_TASKS AND EXERCISES_:
(a) Reproduce verbatim the stretch of the mailing-list message on Apache patent licensing from "On Fri, 2005-07-15" through "the whole thread.".
(b) Extend the mailing-list message about IBM's patent licenses to Apache, starting after its final line.

_DOCUMENT TEXT_:
* * * * * * * * *

On Fri, 2005-07-15 at 05:01 -0700, Roy T. Fielding wrote:
> > Discussions regarding the Web Security situation on legal-discuss have
> > revealed that IBM have provided a "patent license" to Apache for this
> > particular project. However, in the opinions of at least one lawyer, 
> > any
> > derivative work beyond "minor bugfixes" will require an explicit patent
> > grant from IBM. I've joined that discussion half-way through, so can't
> > say much more until I have time to trawl through the whole thread.
> > However this just doesn't fit with my idea of open source.
> 
> That's because the conversation consists of a bunch of nonsensical
> questions asked of a lawyer who is trying to figure out what on earth
> the person is asking.  IBM has a set of licenses to Apache in the
> forms of CLAs that apply to any project in which IBM contributes,
> a larger number of blanket patent grants to any open source project
> (I have no idea if these are included since no actual patents have
> been claimed), and a blanket reciprocal patent license that applies
> in all other cases.
> 
> Every line of java code is covered by at least two patents and
> usually dozens more that may or may not be licensed.  Asking if they
> exist is a completely irrelevant question.  We only care about
> patents that are being actively enforced without an RF license.
> 
> > Given this, it would be nice to know that the Beehive project doesn't
> > have any such situation (ie patent license explicitly granted to Apache
> > but *not* to derivative works) before promotion out of the sandbox
> > occurs.

* * * * * * * * *

_DATA PROVIDED_:
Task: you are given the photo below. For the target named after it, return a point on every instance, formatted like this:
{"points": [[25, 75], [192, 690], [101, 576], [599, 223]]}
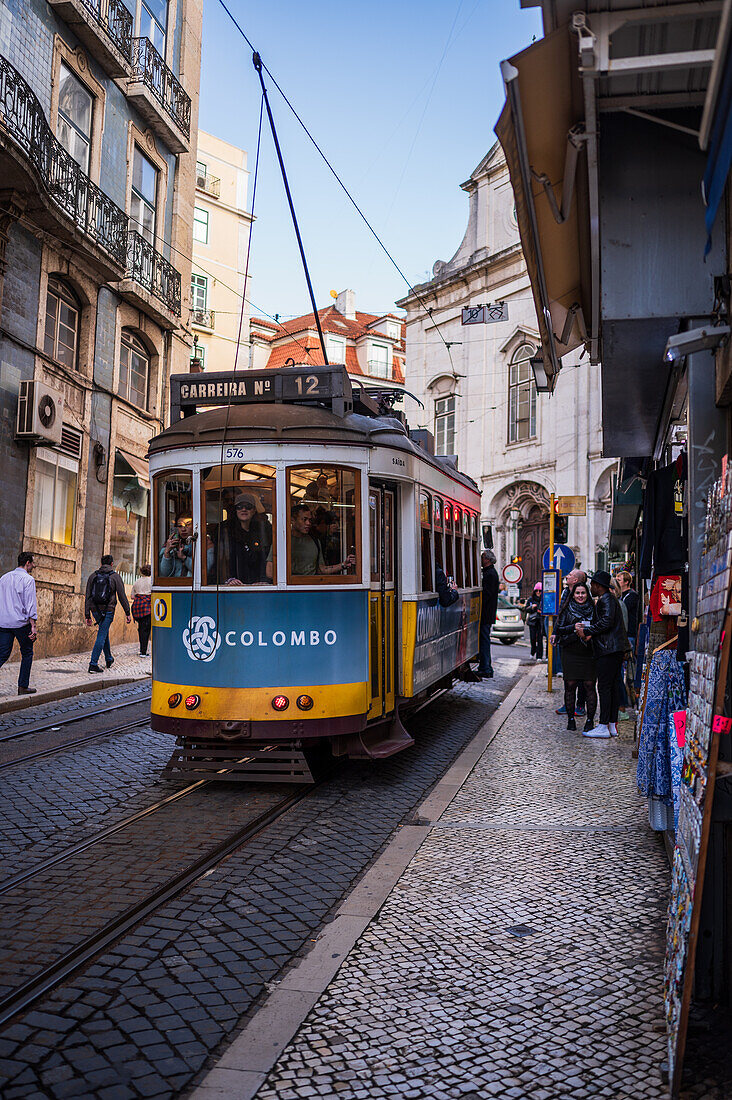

* * * * * * * * *

_FINAL RESULTS_:
(a)
On Fri, 2005-07-15 at 05:01 -0700, Roy T. Fielding wrote:
> > Discussions regarding the Web Security situation on legal-discuss have
> > revealed that IBM have provided a "patent license" to Apache for this
> > particular project. However, in the opinions of at least one lawyer, 
> > any
> > derivative work beyond "minor bugfixes" will require an explicit patent
> > grant from IBM. I've joined that discussion half-way through, so can't
> > say much more until I have time to trawl through the whole thread.

(b)
> 
> Derivative works is a definition from COPYRIGHT law.  It is totally
> irrelevant *unless* the patent license is explicitly limited to
> unmodified works.  The Apache CLA is a patent license from the
> contributor to all recipients of the ASF software -- whether or
> not the software changes is irrelevant because the license is
> given to the people, not to lines of code.

Just for general information, Jeffrey Thompson has given a nice summary
of the general situation with WSS4J (and in a very amusing manner).
Larry Rosen has followed up with an interesting set of questions phrased
in the appropriate legal terms.

Larry's questions cover roughly the same ground I was asking, so my
questions weren't completely "nonsensical". Clearly the issues about
patent grants and derivative works are not clear at the moment.

However from what I can see (and from the replies on this thread) this
particular discussion does not impact the Beehive project.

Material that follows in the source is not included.